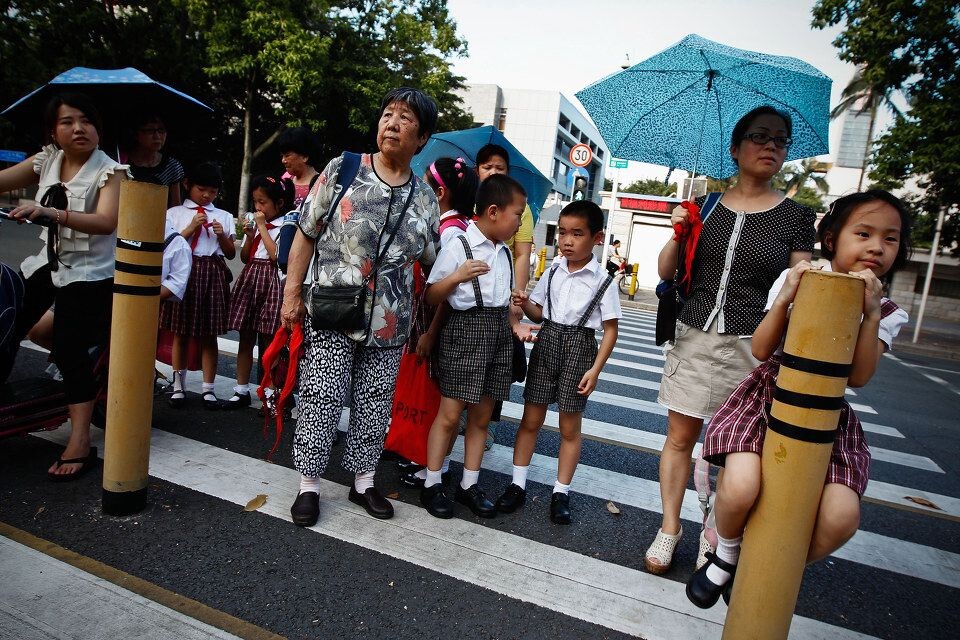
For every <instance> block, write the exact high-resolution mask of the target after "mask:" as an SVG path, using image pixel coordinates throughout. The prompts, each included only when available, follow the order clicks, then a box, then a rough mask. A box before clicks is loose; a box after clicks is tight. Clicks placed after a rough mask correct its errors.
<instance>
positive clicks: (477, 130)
mask: <svg viewBox="0 0 960 640" xmlns="http://www.w3.org/2000/svg"><path fill="white" fill-rule="evenodd" d="M490 143H493V144H498V145H500V146H501V147H503V148H504V149H506V150H507V153H509V154H510V177H511V178H513V179H515V180H516V181H517V182H519V183H520V184H522V185H523V188H524V189H525V190H526V192H527V204H529V205H530V211H532V212H533V219H534V221H536V219H537V218H539V217H540V209H542V208H543V203H544V201H545V200H546V199H547V196H548V195H550V190H551V189H552V188H553V181H551V180H550V179H549V178H548V177H546V176H545V175H543V174H542V173H540V170H539V169H537V168H536V167H535V166H533V163H532V162H530V161H529V160H527V158H526V156H524V155H523V154H522V153H520V152H519V151H518V150H517V148H516V147H515V146H513V145H512V144H510V141H509V140H507V138H506V137H505V136H504V135H503V134H502V133H500V131H499V130H497V128H496V127H492V126H486V127H476V128H474V129H463V130H461V131H448V132H446V133H435V134H434V135H433V136H432V137H431V138H430V141H429V142H427V145H426V146H425V147H424V148H423V150H422V151H420V153H418V154H417V155H415V156H414V157H413V162H412V163H411V166H412V167H413V170H414V171H415V172H416V173H417V175H420V176H422V175H423V174H424V173H425V172H426V170H427V167H429V166H430V163H431V162H433V161H434V160H436V159H437V158H444V157H446V158H456V157H461V158H463V159H464V160H467V161H469V162H470V163H471V164H476V162H477V152H478V151H480V147H482V146H483V145H485V144H490Z"/></svg>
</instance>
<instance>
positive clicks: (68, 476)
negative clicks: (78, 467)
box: [47, 447, 97, 482]
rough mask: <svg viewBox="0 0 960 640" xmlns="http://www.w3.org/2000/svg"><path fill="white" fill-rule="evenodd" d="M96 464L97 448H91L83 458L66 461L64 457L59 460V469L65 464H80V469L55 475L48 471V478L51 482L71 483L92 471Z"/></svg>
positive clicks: (59, 459)
mask: <svg viewBox="0 0 960 640" xmlns="http://www.w3.org/2000/svg"><path fill="white" fill-rule="evenodd" d="M96 463H97V448H96V447H90V453H88V454H87V455H86V456H85V457H83V458H71V459H70V460H64V459H63V458H62V457H60V458H57V462H56V464H57V468H58V469H59V468H60V467H61V466H63V465H65V464H79V465H80V468H79V469H77V470H76V471H74V472H73V473H53V472H51V471H47V478H49V479H50V480H51V482H70V481H72V480H76V479H77V478H79V477H80V476H82V475H83V474H84V473H86V472H87V471H89V470H90V469H92V468H93V467H94V465H95V464H96Z"/></svg>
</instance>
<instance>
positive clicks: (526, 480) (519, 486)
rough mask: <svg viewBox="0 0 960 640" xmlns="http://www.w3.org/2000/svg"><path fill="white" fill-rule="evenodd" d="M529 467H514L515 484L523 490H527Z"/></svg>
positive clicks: (513, 480)
mask: <svg viewBox="0 0 960 640" xmlns="http://www.w3.org/2000/svg"><path fill="white" fill-rule="evenodd" d="M529 468H530V467H529V465H528V466H526V467H518V466H517V465H513V484H515V485H517V486H518V487H520V488H521V489H526V488H527V470H528V469H529Z"/></svg>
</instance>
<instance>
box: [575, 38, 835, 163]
mask: <svg viewBox="0 0 960 640" xmlns="http://www.w3.org/2000/svg"><path fill="white" fill-rule="evenodd" d="M830 84H831V80H830V78H828V77H827V76H825V75H823V74H822V73H820V71H818V70H817V69H815V68H814V67H812V66H811V65H809V64H807V63H806V62H803V61H802V60H798V59H796V58H790V57H787V56H774V55H768V54H764V53H757V52H755V51H746V50H744V49H735V48H734V47H728V46H726V45H722V44H719V43H717V42H713V41H712V40H707V39H706V38H702V37H700V36H698V35H689V36H687V37H685V38H684V39H683V40H681V41H680V42H678V43H677V44H675V45H674V46H672V47H670V48H669V49H666V50H664V51H661V52H660V53H658V54H656V55H655V56H653V57H652V58H649V59H647V60H644V61H643V62H641V63H639V64H636V65H634V66H632V67H630V68H629V69H625V70H623V71H620V72H618V73H614V74H612V75H610V76H608V77H606V78H604V79H603V80H599V81H598V82H595V83H593V84H592V85H590V86H588V87H587V88H585V89H583V90H582V91H580V92H578V93H577V98H579V99H580V102H581V103H582V104H583V106H584V107H585V108H586V110H587V113H588V114H589V115H590V117H591V118H592V119H593V121H594V123H596V125H597V129H599V131H600V135H601V136H603V140H604V142H606V143H607V147H608V148H609V149H610V153H611V155H612V156H613V157H616V158H624V159H627V160H637V161H640V162H649V163H652V164H659V165H662V166H665V167H671V168H678V169H684V170H686V171H691V172H693V173H700V174H706V175H709V176H711V177H714V178H727V177H729V176H731V175H733V174H734V173H736V171H737V168H736V165H735V164H734V163H733V159H732V158H731V157H730V151H729V147H730V134H731V132H732V131H733V127H734V125H735V124H736V123H737V120H739V119H740V118H741V117H743V115H744V114H746V113H747V112H748V111H750V110H751V109H753V108H755V107H758V106H760V105H764V104H769V105H772V106H774V107H776V108H778V109H780V110H782V111H786V112H787V113H789V114H790V116H791V117H792V118H793V139H794V143H793V146H791V147H790V151H789V153H788V155H787V160H796V159H798V158H807V157H810V156H816V155H820V154H823V153H827V152H828V146H827V135H828V128H829V125H830Z"/></svg>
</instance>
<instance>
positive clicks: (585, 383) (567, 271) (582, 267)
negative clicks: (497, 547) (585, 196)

• Exercise brief: Return each line from the material above exactly, but not the pictures.

• Answer to this problem:
For every <instance> block, write the exact high-resolution mask of the target after "mask:" as an SVG path, using image pixel coordinates throughout. The prompts, each included only when available, follow the order clicks, then a box, then a rough mask. A box before clicks is loose; a box after clicks is tight. Clicks placed after a rough mask correct its errors.
<instance>
positive clicks: (477, 130)
mask: <svg viewBox="0 0 960 640" xmlns="http://www.w3.org/2000/svg"><path fill="white" fill-rule="evenodd" d="M490 143H493V144H498V145H500V146H501V147H503V148H504V149H506V150H507V153H509V154H510V177H511V178H513V179H515V180H516V181H517V182H519V183H520V184H522V185H523V188H524V189H525V190H526V192H527V204H529V205H530V211H532V212H533V219H534V221H536V219H537V218H539V217H540V209H542V208H543V203H544V201H545V200H546V199H547V196H548V195H550V190H551V189H552V188H553V181H551V180H550V179H549V178H548V177H546V176H545V175H543V174H542V173H540V170H539V169H537V168H536V167H535V166H533V163H532V162H530V161H529V160H527V158H526V156H524V155H523V154H522V153H520V152H519V151H518V150H517V148H516V147H515V146H513V145H512V144H510V141H509V140H507V138H506V137H505V136H504V135H503V134H502V133H500V131H499V130H497V128H496V127H492V126H486V127H476V128H474V129H463V130H461V131H448V132H446V133H435V134H434V135H433V136H432V137H431V138H430V141H429V142H427V145H426V146H425V147H424V148H423V150H422V151H420V153H418V154H417V155H415V156H414V157H413V162H412V163H411V166H412V167H413V170H414V171H415V172H416V173H417V175H420V176H422V175H423V174H424V173H425V172H426V170H427V167H429V166H430V163H431V162H433V161H434V160H436V159H437V158H444V157H446V158H456V157H461V158H463V159H464V160H467V161H469V162H470V163H471V164H476V162H477V152H478V151H480V147H482V146H483V145H485V144H490Z"/></svg>
</instance>
<instance>
positive clicks: (68, 476)
negative clicks: (78, 467)
box: [47, 447, 97, 482]
rough mask: <svg viewBox="0 0 960 640" xmlns="http://www.w3.org/2000/svg"><path fill="white" fill-rule="evenodd" d="M96 464L97 448H91L83 458L66 461L64 457L59 460V469L65 464H80V469L55 475L48 471V478L51 482L71 483L92 471Z"/></svg>
positive clicks: (59, 459)
mask: <svg viewBox="0 0 960 640" xmlns="http://www.w3.org/2000/svg"><path fill="white" fill-rule="evenodd" d="M96 463H97V448H96V447H90V453H88V454H87V455H86V456H85V457H83V458H71V459H70V460H64V459H63V458H62V457H60V458H57V462H56V464H57V468H58V469H59V468H60V467H61V466H63V465H65V464H79V465H80V468H79V469H77V470H76V471H74V472H73V473H53V472H51V471H47V478H49V479H50V480H51V482H70V481H72V480H76V479H77V478H79V477H80V476H82V475H83V474H84V473H86V472H87V471H89V470H90V469H92V468H93V467H94V465H95V464H96Z"/></svg>
</instance>
<instance>
positive clicks: (526, 480) (519, 486)
rough mask: <svg viewBox="0 0 960 640" xmlns="http://www.w3.org/2000/svg"><path fill="white" fill-rule="evenodd" d="M529 467H514L515 484L523 490H527Z"/></svg>
positive clicks: (513, 480)
mask: <svg viewBox="0 0 960 640" xmlns="http://www.w3.org/2000/svg"><path fill="white" fill-rule="evenodd" d="M529 468H530V467H529V465H528V466H526V467H518V466H517V465H513V484H515V485H517V486H518V487H520V488H521V489H526V488H527V470H528V469H529Z"/></svg>
</instance>
<instance>
box: [575, 38, 835, 163]
mask: <svg viewBox="0 0 960 640" xmlns="http://www.w3.org/2000/svg"><path fill="white" fill-rule="evenodd" d="M830 84H831V80H830V78H828V77H827V76H825V75H823V74H822V73H820V71H818V70H817V69H815V68H814V67H812V66H811V65H809V64H807V63H806V62H803V61H802V60H798V59H796V58H790V57H787V56H774V55H768V54H764V53H757V52H755V51H746V50H744V49H735V48H734V47H728V46H726V45H722V44H719V43H717V42H713V41H712V40H707V39H706V38H702V37H700V36H698V35H689V36H687V37H685V38H684V39H683V40H681V41H680V42H678V43H677V44H675V45H674V46H672V47H670V48H669V49H666V50H664V51H661V52H660V53H658V54H656V55H655V56H653V57H652V58H649V59H647V60H644V61H643V62H641V63H639V64H636V65H634V66H632V67H630V68H629V69H625V70H623V71H620V72H618V73H614V74H612V75H610V76H608V77H606V78H604V79H603V80H599V81H598V82H595V83H593V84H592V85H590V86H588V87H587V88H585V89H583V90H582V91H580V92H578V93H577V98H579V99H580V102H581V103H582V104H583V106H584V107H585V108H586V110H587V113H588V114H589V115H590V117H591V118H592V119H593V121H594V123H596V125H597V129H599V131H600V135H601V136H603V140H604V142H606V143H607V147H608V148H609V149H610V153H611V155H612V156H613V157H616V158H624V159H627V160H637V161H640V162H649V163H652V164H659V165H662V166H665V167H671V168H678V169H684V170H686V171H691V172H693V173H700V174H706V175H709V176H711V177H714V178H727V177H729V176H731V175H733V174H734V173H736V171H737V168H736V165H735V164H734V163H733V159H732V158H731V157H730V151H729V147H730V134H731V132H732V131H733V127H734V125H735V124H736V123H737V120H739V119H740V118H741V117H743V115H744V114H746V113H747V112H748V111H750V110H751V109H753V108H755V107H758V106H760V105H764V104H769V105H772V106H774V107H776V108H778V109H780V110H782V111H786V112H787V113H789V114H790V116H791V117H792V118H793V139H794V143H793V146H791V147H790V151H789V153H788V155H787V160H796V159H798V158H807V157H810V156H816V155H820V154H823V153H827V152H828V146H827V135H828V128H829V125H830Z"/></svg>
</instance>
<instance>
positive clicks: (585, 383) (567, 271) (582, 267)
negative clicks: (497, 547) (585, 196)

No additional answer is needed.